STORED ROWS:
--- Begin ---

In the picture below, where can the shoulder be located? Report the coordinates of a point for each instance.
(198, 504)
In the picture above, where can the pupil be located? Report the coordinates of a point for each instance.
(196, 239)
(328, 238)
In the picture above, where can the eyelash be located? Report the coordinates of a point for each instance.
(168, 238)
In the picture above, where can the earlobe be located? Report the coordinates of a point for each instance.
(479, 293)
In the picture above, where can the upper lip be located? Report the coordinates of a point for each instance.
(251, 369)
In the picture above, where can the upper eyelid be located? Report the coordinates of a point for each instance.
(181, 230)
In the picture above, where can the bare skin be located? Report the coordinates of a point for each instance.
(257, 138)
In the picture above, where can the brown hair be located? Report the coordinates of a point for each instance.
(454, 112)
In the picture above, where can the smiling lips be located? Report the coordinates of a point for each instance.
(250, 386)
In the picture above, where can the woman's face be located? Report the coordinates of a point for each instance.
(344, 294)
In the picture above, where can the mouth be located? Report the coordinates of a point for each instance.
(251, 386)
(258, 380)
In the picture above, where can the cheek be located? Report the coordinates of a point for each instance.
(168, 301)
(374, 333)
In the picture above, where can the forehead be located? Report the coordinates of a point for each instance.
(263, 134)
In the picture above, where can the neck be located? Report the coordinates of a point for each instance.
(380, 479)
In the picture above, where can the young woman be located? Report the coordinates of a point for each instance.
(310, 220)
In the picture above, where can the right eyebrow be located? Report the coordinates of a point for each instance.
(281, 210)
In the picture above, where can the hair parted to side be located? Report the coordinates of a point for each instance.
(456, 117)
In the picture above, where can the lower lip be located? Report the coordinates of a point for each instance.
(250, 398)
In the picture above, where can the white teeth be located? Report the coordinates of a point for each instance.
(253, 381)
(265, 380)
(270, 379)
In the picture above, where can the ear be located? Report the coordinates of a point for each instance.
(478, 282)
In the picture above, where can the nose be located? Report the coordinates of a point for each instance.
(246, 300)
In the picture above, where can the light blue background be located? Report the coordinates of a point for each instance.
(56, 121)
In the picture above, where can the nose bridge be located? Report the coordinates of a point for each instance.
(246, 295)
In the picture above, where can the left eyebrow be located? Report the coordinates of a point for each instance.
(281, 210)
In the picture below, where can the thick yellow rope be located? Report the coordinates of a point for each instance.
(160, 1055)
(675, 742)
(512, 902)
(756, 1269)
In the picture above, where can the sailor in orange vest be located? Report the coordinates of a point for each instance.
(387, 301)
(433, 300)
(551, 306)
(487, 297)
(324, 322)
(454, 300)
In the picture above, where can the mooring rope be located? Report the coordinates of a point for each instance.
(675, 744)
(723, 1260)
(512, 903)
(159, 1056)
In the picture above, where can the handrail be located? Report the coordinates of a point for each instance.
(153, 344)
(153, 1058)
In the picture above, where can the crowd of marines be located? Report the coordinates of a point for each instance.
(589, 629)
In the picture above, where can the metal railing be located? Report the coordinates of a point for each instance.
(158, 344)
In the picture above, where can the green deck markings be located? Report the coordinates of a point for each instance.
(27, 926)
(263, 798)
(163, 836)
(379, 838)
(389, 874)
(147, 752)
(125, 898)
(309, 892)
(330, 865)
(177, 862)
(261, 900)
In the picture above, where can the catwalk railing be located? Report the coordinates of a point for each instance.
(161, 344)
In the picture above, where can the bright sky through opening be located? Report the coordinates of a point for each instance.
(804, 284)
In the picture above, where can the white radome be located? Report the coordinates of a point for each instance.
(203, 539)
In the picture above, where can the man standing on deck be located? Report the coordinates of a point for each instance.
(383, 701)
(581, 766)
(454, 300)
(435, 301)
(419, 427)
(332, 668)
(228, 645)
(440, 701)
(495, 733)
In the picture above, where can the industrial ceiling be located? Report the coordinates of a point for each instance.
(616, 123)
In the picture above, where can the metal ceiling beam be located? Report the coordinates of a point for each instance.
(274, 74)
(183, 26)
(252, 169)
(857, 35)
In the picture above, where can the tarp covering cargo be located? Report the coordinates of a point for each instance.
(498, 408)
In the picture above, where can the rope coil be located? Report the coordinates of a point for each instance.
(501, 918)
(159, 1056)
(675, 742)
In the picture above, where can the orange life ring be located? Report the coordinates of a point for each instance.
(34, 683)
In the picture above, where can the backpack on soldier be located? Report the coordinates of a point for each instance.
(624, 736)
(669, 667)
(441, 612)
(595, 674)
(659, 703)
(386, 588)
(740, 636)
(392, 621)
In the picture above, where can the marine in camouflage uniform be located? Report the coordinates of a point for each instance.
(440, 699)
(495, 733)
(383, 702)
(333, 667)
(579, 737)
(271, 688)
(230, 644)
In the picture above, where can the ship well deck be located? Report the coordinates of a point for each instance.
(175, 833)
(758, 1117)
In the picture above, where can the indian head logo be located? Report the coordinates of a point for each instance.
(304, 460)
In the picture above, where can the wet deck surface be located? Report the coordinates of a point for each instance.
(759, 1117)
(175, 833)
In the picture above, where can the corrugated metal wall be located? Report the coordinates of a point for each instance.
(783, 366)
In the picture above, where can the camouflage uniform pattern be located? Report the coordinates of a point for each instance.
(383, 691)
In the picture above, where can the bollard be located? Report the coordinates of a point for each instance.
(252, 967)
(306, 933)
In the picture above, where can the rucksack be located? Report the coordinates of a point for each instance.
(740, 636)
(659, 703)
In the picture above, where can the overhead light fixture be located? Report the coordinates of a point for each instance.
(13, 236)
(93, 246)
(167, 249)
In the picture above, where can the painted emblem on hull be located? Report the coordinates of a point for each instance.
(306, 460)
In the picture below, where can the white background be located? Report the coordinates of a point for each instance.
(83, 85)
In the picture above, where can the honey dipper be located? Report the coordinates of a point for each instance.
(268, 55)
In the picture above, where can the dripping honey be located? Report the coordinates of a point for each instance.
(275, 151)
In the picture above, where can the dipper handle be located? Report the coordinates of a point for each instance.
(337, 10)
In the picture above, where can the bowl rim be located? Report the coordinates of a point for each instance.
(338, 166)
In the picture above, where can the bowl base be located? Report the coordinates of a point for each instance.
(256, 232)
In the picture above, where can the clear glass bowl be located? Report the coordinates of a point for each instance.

--- End ---

JOB:
Return all the data exactly as given.

WORKED ANSWER:
In the picture below, where can the shoulder be located? Report the coordinates of a point for each instance.
(198, 504)
In the picture above, where can the pupil be located? Report the coordinates of a point for each instance.
(196, 239)
(328, 238)
In the picture above, where can the eyelash be located? Report the coordinates of a point for each instance.
(168, 238)
In the picture above, where can the earlobe be located? Report the coordinates of a point for each instance.
(479, 293)
In the picture above, where can the upper lip be located? Report the coordinates of a point for each instance.
(251, 369)
In the picture above, where can the upper eyelid be located? Report the coordinates of a point for each instance.
(181, 230)
In the picture above, where can the bare skin be located? Report the coordinates of a point for each instance.
(257, 138)
In the picture above, where can the brown hair be located? Report the coordinates of a point for each instance.
(454, 112)
In the picture above, where can the smiling lips be located? Report the coordinates of a point for each instance.
(250, 386)
In the picture above, where can the woman's face be located? Report the coordinates of a point for each instance.
(344, 294)
In the picture above, where can the mouth be located? Report the coordinates of a point for each instance.
(251, 386)
(258, 380)
In the picture above, where can the cheek be located? Report the coordinates of a point for each instance.
(168, 301)
(374, 333)
In the picture above, where can the forehead be located? Report the coordinates of a point for each instance.
(263, 134)
In the picture above, where can the neck be located? Report the coordinates of a point for each instance.
(380, 479)
In the picture above, where can the young woman be located? Report the coordinates of a point for each instance.
(310, 220)
In the picture above, where can the right eyebrow be located? Report the coordinates of a point for each instance.
(281, 210)
In the picture above, where can the hair parted to side be located? Report the coordinates of a point for each instance.
(456, 117)
In the picture above, where can the lower lip be located? Report the coordinates of a point for each instance.
(250, 398)
In the picture above, where can the white teeth be located? Report the coordinates of a point for each instance.
(253, 381)
(265, 380)
(270, 379)
In the picture above, where can the ear be located? Report the coordinates of a point for each instance.
(478, 282)
In the picture above, where can the nose be located? Report the coordinates of a point for each instance.
(246, 300)
In the picture above, where can the light blue background be located? Report the coordinates of a point for each instance.
(56, 121)
In the picture above, where can the nose bridge be located? Report the coordinates of a point for each instance.
(246, 295)
In the picture above, where can the left eyebrow be located? Report the coordinates of a point for each instance.
(281, 210)
In the picture below, where can the thick yellow rope be located? Report the coordinates of a point for each instance.
(160, 1055)
(675, 742)
(512, 902)
(756, 1269)
In the picture above, where can the sailor in orange vest be located? Report the coordinates of a point for each instance.
(387, 301)
(433, 300)
(551, 306)
(487, 297)
(324, 322)
(454, 300)
In the picture above, where can the mooring rope be located? Report the coordinates of a point for each instance.
(675, 744)
(723, 1260)
(512, 903)
(159, 1056)
In the picture above, where can the handrail be located? Report the coordinates of a point for each instance.
(153, 344)
(153, 1058)
In the picture above, where can the crowd of marines be located? Report the coordinates of a point for each instance.
(589, 629)
In the picture above, where can the metal railing be located? Report the coordinates of a point for each instance.
(158, 344)
In the picture above, where can the green deck markings be located? Report the coordinates of a point for each instance.
(27, 926)
(263, 798)
(163, 836)
(379, 838)
(389, 874)
(147, 752)
(125, 898)
(309, 892)
(330, 865)
(177, 862)
(261, 900)
In the picture above, where can the catwalk railing be located? Report the coordinates of a point for each instance.
(161, 344)
In the picture above, where can the bright sky through opening be located? Report the coordinates of a point for each instance.
(804, 284)
In the picture above, where can the white radome be located? Report the coordinates of a point for each instance.
(203, 539)
In the picture above, where can the man standing on deck be located? Report the coordinates of a point for each instance.
(383, 701)
(581, 766)
(454, 300)
(435, 301)
(419, 427)
(332, 668)
(228, 645)
(440, 701)
(495, 733)
In the picture above, where can the industrial ceiling be located? Report the coordinates of a point for each instance.
(616, 123)
In the picture above, where can the metal ceiling beam be located? Report the coordinates of a point for each instance.
(274, 74)
(183, 26)
(252, 169)
(857, 35)
In the picture above, where can the tarp covering cargo be located? Report the coordinates of a point for each instance.
(498, 408)
In the picture above, where can the rope coil be located? Report the coordinates of a point for each instance.
(501, 918)
(159, 1056)
(675, 742)
In the picture above, where can the orange life ring be located? Report the coordinates of a point for each instance.
(34, 683)
In the picture above, where can the backpack on soldier be located? Report the coordinates of a point for each instance.
(624, 736)
(669, 667)
(441, 612)
(595, 674)
(659, 703)
(386, 588)
(740, 636)
(392, 621)
In the picture above, where can the marine in camouflage uniform be located? Report the coordinates of a point for each instance.
(440, 699)
(495, 733)
(383, 702)
(333, 667)
(579, 737)
(271, 688)
(230, 644)
In the picture above, where can the ship well deck be located? Report the coordinates of a point for each instance.
(175, 833)
(758, 1117)
In the picture above, where can the indian head logo be located? Report the coordinates of a point for each instance.
(304, 460)
In the picture above, where can the wet deck surface be located? Report the coordinates of a point for each instance.
(759, 1117)
(175, 833)
In the picture above, where can the corrugated metal wall be located? Report the coordinates of a point for each instance.
(783, 366)
In the picture above, where can the camouflage uniform pattern be located? Report the coordinates of a point for each instance.
(383, 691)
In the picture above, where can the bollard be located? Report the coordinates of a point for each instance.
(252, 967)
(306, 933)
In the picture above, where can the rucksack be located? Report the coordinates of a point for each instance.
(740, 636)
(659, 703)
In the picture above, where can the overhead light fixture be located? Report the coordinates of a point for each instance.
(13, 236)
(93, 246)
(167, 249)
In the picture above, where can the painted emblem on hull be located? Report the coordinates of a point for each instance.
(306, 460)
In the picture below, where can the white background be located? Report the coordinates of a point for each instance.
(83, 85)
In the picture above, where can the honey dipper be located? Report the coordinates of a point for each instance.
(268, 55)
In the picture above, where can the dripping honey be located? Report the coordinates of a point for each instance.
(275, 151)
In the picture above, where can the dipper handle be located? Report the coordinates of a point for each instance.
(337, 10)
In the picture above, where can the bowl rim be located? Report the coordinates of a point for each instance.
(338, 166)
In the picture above, where can the bowl base be located? Report the coordinates of a point for each instance.
(256, 232)
In the picture above, where can the clear glass bowl be located? Report the coordinates of a point for each instance.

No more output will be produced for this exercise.